- DESCRIPTION OF THE TASK -
From the entries below, extract every line that contains the word "landing".

- DATA PROVIDED -
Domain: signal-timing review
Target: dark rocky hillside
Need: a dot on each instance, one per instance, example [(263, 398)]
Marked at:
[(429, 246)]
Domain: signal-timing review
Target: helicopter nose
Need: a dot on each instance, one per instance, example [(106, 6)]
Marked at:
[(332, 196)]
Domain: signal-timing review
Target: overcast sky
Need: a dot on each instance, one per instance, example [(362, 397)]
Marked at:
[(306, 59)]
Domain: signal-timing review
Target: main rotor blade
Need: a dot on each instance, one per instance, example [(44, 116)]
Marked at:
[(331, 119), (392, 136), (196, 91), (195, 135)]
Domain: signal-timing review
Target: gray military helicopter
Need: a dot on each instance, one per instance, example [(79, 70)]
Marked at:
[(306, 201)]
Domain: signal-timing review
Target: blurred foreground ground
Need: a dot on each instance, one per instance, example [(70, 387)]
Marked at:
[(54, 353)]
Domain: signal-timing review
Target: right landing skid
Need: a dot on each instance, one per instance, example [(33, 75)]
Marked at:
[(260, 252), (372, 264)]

--

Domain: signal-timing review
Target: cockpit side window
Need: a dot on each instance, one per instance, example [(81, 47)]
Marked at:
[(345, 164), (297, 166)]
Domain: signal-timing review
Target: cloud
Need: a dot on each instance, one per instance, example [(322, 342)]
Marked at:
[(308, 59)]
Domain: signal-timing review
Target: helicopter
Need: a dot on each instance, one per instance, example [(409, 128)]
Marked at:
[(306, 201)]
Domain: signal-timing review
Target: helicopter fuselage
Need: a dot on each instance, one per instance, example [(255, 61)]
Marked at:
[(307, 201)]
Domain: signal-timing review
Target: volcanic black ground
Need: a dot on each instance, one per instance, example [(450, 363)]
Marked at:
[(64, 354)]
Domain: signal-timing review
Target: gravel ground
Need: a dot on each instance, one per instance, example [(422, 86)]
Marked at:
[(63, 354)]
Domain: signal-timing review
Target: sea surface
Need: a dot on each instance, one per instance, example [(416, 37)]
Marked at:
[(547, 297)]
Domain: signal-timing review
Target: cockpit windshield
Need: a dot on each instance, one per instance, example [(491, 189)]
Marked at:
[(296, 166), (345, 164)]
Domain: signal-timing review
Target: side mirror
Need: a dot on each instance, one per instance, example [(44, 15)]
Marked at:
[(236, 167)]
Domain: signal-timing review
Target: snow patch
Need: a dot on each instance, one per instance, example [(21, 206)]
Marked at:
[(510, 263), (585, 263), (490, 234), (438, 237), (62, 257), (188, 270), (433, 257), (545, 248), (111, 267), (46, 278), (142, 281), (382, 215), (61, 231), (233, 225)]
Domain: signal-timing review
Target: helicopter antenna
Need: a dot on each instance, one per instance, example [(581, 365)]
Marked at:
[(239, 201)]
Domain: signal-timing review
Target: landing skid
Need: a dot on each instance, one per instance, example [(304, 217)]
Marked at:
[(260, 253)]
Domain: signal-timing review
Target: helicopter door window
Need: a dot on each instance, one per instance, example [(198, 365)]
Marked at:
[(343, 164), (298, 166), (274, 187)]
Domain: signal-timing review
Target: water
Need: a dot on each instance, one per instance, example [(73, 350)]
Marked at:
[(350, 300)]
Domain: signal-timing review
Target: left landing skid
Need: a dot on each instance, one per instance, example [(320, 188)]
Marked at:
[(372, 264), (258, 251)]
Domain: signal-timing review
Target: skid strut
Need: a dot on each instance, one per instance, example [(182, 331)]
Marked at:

==

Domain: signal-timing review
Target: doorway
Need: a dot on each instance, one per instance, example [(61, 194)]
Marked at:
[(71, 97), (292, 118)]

- WRITTEN RESPONSE -
Target: right landing skid
Target: landing skid
Target: left landing skid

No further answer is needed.